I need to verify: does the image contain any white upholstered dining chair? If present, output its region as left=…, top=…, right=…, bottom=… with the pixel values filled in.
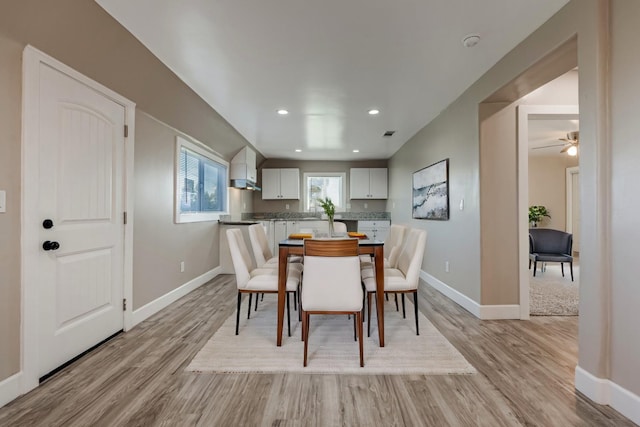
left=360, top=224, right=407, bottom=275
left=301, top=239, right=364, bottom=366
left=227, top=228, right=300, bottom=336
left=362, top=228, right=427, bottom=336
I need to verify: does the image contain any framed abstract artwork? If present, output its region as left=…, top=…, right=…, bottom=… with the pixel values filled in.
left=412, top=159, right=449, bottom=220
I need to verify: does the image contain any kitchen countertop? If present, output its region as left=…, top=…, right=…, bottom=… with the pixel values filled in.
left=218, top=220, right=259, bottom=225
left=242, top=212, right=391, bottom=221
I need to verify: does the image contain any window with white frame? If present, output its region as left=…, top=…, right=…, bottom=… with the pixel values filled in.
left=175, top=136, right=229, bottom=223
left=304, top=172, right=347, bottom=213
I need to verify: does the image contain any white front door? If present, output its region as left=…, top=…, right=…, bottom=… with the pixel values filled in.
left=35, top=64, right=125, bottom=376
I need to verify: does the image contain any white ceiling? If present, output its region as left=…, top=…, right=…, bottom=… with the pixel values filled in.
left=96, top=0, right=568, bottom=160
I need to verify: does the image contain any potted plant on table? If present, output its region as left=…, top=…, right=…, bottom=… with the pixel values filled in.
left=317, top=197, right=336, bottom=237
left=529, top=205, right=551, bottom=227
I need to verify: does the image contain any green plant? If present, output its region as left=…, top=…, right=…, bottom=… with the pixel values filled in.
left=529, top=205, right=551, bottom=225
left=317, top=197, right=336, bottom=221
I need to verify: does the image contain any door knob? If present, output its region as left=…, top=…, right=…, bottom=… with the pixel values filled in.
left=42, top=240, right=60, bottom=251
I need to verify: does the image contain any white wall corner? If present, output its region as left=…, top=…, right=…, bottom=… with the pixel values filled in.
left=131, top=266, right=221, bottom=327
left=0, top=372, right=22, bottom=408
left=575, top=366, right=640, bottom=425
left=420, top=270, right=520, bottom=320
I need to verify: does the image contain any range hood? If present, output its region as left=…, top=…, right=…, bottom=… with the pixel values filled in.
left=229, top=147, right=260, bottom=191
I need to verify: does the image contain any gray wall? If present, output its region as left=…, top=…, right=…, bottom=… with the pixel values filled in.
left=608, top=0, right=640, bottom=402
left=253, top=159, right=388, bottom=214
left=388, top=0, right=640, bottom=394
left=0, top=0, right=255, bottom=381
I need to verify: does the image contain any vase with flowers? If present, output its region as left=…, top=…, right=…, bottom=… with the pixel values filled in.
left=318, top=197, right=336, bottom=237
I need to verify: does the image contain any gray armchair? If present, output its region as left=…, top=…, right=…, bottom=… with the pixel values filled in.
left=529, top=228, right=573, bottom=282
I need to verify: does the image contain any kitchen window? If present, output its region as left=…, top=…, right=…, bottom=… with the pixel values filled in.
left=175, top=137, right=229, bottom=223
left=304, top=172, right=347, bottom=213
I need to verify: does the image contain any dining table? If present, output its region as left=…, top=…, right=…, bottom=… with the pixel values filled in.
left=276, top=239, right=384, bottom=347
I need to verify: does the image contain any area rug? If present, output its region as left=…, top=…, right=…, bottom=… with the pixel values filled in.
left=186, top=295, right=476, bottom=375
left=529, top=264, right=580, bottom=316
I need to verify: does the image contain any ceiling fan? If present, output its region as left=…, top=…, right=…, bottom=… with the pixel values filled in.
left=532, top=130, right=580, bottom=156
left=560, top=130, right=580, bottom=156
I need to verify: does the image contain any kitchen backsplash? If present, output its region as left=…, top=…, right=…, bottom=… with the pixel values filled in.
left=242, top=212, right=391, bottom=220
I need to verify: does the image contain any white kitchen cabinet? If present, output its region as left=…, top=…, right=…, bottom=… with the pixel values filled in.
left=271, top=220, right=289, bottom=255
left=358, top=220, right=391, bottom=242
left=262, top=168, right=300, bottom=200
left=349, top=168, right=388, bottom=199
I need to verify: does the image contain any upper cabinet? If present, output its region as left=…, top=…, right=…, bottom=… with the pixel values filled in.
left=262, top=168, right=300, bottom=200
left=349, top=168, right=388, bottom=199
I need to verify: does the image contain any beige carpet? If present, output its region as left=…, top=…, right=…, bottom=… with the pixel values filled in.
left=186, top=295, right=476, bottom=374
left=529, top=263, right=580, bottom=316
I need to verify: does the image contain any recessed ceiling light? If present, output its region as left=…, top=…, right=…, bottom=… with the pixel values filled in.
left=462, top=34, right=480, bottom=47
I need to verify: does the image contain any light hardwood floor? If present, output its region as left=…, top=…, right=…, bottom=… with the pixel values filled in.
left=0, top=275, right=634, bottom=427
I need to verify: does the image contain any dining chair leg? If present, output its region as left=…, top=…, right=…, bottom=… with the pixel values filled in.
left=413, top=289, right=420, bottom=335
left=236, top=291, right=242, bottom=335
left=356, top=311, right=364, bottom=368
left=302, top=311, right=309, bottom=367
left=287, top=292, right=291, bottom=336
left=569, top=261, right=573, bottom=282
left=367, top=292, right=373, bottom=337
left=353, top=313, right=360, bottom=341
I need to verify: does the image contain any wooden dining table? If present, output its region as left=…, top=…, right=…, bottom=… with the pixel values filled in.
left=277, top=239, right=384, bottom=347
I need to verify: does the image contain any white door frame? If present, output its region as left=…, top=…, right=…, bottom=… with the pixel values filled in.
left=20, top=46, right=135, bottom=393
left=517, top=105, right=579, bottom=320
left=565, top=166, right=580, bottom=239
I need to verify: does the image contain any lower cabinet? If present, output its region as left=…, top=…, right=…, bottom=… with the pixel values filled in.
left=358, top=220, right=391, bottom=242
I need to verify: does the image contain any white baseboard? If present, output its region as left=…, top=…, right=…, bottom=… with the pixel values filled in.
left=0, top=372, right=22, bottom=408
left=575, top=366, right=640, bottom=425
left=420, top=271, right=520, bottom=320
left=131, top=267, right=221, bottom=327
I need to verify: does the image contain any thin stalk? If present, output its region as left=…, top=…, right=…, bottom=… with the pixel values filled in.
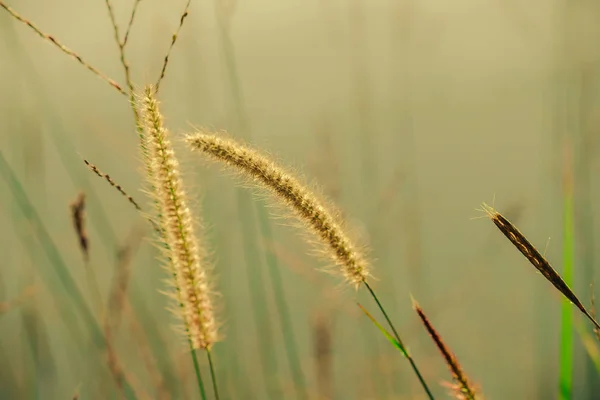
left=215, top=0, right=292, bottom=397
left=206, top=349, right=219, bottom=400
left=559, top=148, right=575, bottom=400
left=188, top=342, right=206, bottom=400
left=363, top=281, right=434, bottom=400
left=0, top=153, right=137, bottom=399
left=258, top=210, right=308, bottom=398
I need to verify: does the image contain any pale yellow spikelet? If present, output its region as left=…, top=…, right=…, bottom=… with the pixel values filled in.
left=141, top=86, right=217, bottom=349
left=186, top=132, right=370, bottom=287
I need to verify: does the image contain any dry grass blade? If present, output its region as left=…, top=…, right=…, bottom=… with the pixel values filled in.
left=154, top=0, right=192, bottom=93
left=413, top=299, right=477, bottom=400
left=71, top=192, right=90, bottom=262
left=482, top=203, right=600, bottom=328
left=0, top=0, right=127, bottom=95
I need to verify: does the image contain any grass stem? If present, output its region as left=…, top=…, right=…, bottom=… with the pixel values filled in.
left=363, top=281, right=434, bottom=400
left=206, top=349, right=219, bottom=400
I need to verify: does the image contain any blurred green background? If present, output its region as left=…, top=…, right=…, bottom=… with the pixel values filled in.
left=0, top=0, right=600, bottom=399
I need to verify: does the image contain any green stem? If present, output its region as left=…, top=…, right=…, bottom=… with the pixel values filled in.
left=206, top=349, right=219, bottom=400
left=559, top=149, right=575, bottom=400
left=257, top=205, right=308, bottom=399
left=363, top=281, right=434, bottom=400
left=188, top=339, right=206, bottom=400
#####
* WRITTEN REQUEST: Write out all of the rows above again, substituting "Please check" for "I need to verify" and keeping everything else the same. Leave out the pictures.

* REPLY TO THE TASK:
Please check: does the image contain any white upholstered dining chair? If present, output its region as left=…, top=…, right=…, bottom=… with the pixel values filled in.
left=360, top=224, right=407, bottom=275
left=301, top=239, right=364, bottom=366
left=227, top=228, right=300, bottom=336
left=362, top=228, right=427, bottom=336
Please check: does the image contain any framed abstract artwork? If present, output its region as left=…, top=…, right=…, bottom=… with the pixel values filled in.
left=412, top=159, right=449, bottom=220
Please check: does the image contain any kitchen countertop? If present, output its region as left=…, top=…, right=…, bottom=… with the pixel values filled in.
left=218, top=220, right=259, bottom=225
left=242, top=212, right=391, bottom=221
Please check: does the image contain any window with white frame? If present, output its region as left=…, top=…, right=…, bottom=… with the pixel values filled in.
left=175, top=136, right=229, bottom=223
left=304, top=172, right=347, bottom=213
Please check: does the image contain any white front door? If present, output its region as left=…, top=…, right=…, bottom=… with the pixel values filled in.
left=35, top=64, right=125, bottom=376
Please check: does the image contain any white ceiling? If present, output its region as left=…, top=…, right=…, bottom=… with the pixel values filled in.
left=96, top=0, right=568, bottom=160
Please check: does the image contain any potted plant on table? If present, output its region as left=…, top=…, right=…, bottom=… with the pixel values filled in.
left=317, top=197, right=336, bottom=237
left=529, top=205, right=551, bottom=227
Please check: does the image contain any green plant? If present, output its region as left=…, top=…, right=…, bottom=… with the pixel values filled in.
left=529, top=205, right=551, bottom=225
left=317, top=197, right=336, bottom=221
Please check: does the image contain any door knob? If present, output its region as left=…, top=…, right=…, bottom=… with the pixel values filled in.
left=42, top=240, right=60, bottom=251
Please check: does the image contain any white wall corner? If present, output its region as left=…, top=…, right=…, bottom=… with the pixel values filled in.
left=131, top=266, right=221, bottom=327
left=0, top=372, right=22, bottom=408
left=575, top=366, right=640, bottom=425
left=420, top=270, right=520, bottom=320
Please check: does the image contain any range hood? If present, output its region as left=…, top=…, right=…, bottom=… with the pixel values filled in.
left=229, top=147, right=260, bottom=191
Please check: does the image contain any gray wall? If present, output its region as left=…, top=…, right=…, bottom=… with the pixel values filled in.
left=608, top=0, right=640, bottom=402
left=253, top=159, right=388, bottom=214
left=388, top=0, right=640, bottom=394
left=0, top=0, right=255, bottom=381
Please check: does the image contain any vase with flowers? If present, output its region as left=…, top=…, right=…, bottom=… with the pixel values filled in.
left=318, top=197, right=336, bottom=237
Please check: does the image contain any gray armchair? If present, output its region as left=…, top=…, right=…, bottom=… with the pixel values filled in.
left=529, top=228, right=573, bottom=282
Please check: does the image contain any kitchen window? If present, output its region as left=…, top=…, right=…, bottom=… with the pixel values filled in.
left=175, top=137, right=229, bottom=223
left=304, top=172, right=347, bottom=213
Please check: does the image contain any dining table? If present, output its region as left=…, top=…, right=…, bottom=… with the pixel values filled in.
left=276, top=239, right=384, bottom=347
Please check: does the image contain any area rug? If present, output its region as left=…, top=…, right=…, bottom=… with the pixel values filled in.
left=186, top=295, right=476, bottom=375
left=529, top=264, right=580, bottom=316
Please check: does the image contain any ceiling fan? If present, output its region as left=…, top=…, right=…, bottom=… with the pixel values filled in.
left=532, top=130, right=580, bottom=156
left=560, top=130, right=580, bottom=156
Please check: does the image contain any kitchen backsplash? If present, output its region as left=…, top=…, right=…, bottom=… with the pixel values filled in.
left=242, top=212, right=391, bottom=220
Please check: does the image contain any white kitchen cabinet? If present, output its region as left=…, top=…, right=…, bottom=… with the pixel values filled in.
left=271, top=220, right=289, bottom=255
left=358, top=220, right=391, bottom=242
left=262, top=168, right=300, bottom=200
left=349, top=168, right=388, bottom=199
Please check: does the image contain any upper cabinet? If present, output its region as left=…, top=…, right=…, bottom=… with the pixel values filled in.
left=262, top=168, right=300, bottom=200
left=349, top=168, right=388, bottom=199
Please check: does the image contain any beige carpet? If present, output its region as left=…, top=…, right=…, bottom=… with the pixel values filled in.
left=186, top=295, right=476, bottom=374
left=529, top=263, right=580, bottom=316
Please check: does the image contain any recessed ceiling light? If present, output its region as left=…, top=…, right=…, bottom=… with the pixel values filled in.
left=462, top=34, right=480, bottom=47
Please check: does the image contain any light hardwood floor? If present, output its region as left=…, top=…, right=…, bottom=… with the pixel values filled in.
left=0, top=275, right=634, bottom=427
Please check: does the image contain any dining chair leg? If present, output its region as left=…, top=…, right=…, bottom=… with the pixel values filled in.
left=413, top=289, right=420, bottom=335
left=236, top=291, right=242, bottom=335
left=356, top=311, right=364, bottom=368
left=302, top=311, right=309, bottom=367
left=287, top=292, right=291, bottom=336
left=569, top=261, right=573, bottom=282
left=367, top=292, right=373, bottom=337
left=353, top=313, right=360, bottom=341
Please check: does the image contain any wooden dining table? If present, output its region as left=…, top=…, right=…, bottom=… with the pixel values filled in.
left=277, top=239, right=384, bottom=347
Please check: does the image contain any white door frame? If present, output its region as left=…, top=…, right=…, bottom=… with the pixel values filled in.
left=20, top=46, right=135, bottom=393
left=517, top=105, right=579, bottom=320
left=565, top=166, right=580, bottom=239
Please check: does the image contain any lower cabinet? If present, output its region as left=…, top=…, right=…, bottom=… with the pixel values filled in.
left=358, top=220, right=391, bottom=242
Please check: does the image contain any white baseboard? If present, output its region as left=…, top=…, right=…, bottom=… with the pixel values filled in.
left=0, top=372, right=22, bottom=408
left=575, top=366, right=640, bottom=425
left=420, top=271, right=520, bottom=320
left=131, top=267, right=221, bottom=327
Please check: does the image contain any thin stalk? If present, output its region as left=…, top=…, right=…, bottom=… with the pixel values filled in.
left=215, top=0, right=292, bottom=397
left=206, top=349, right=219, bottom=400
left=559, top=148, right=575, bottom=400
left=188, top=342, right=206, bottom=400
left=363, top=281, right=434, bottom=400
left=0, top=153, right=137, bottom=399
left=258, top=210, right=308, bottom=398
Please check: does the image contain any pale yellow spikelet? If present, output its region as left=…, top=…, right=…, bottom=… with the pixel values filled in.
left=141, top=86, right=217, bottom=349
left=186, top=132, right=370, bottom=287
Please check: does the image contain any dry grass blade? If present, output its region as left=…, top=…, right=…, bottom=… with the pixel values filled in.
left=154, top=0, right=192, bottom=93
left=413, top=299, right=477, bottom=400
left=71, top=192, right=90, bottom=262
left=482, top=203, right=600, bottom=328
left=0, top=0, right=127, bottom=95
Please check: does the image contain any grass stem? If present, output its region as left=…, top=…, right=…, bottom=… with the pixel values filled in.
left=363, top=281, right=434, bottom=400
left=206, top=349, right=219, bottom=400
Please check: does the image contain any blurred green background? If present, output its region as left=…, top=…, right=…, bottom=… with the pixel values filled in.
left=0, top=0, right=600, bottom=399
Please check: does the image contain any green stem? If present, output its region as left=…, top=…, right=…, bottom=… with the pixel values filled in.
left=206, top=349, right=219, bottom=400
left=559, top=149, right=575, bottom=400
left=257, top=205, right=308, bottom=399
left=363, top=281, right=434, bottom=400
left=188, top=339, right=206, bottom=400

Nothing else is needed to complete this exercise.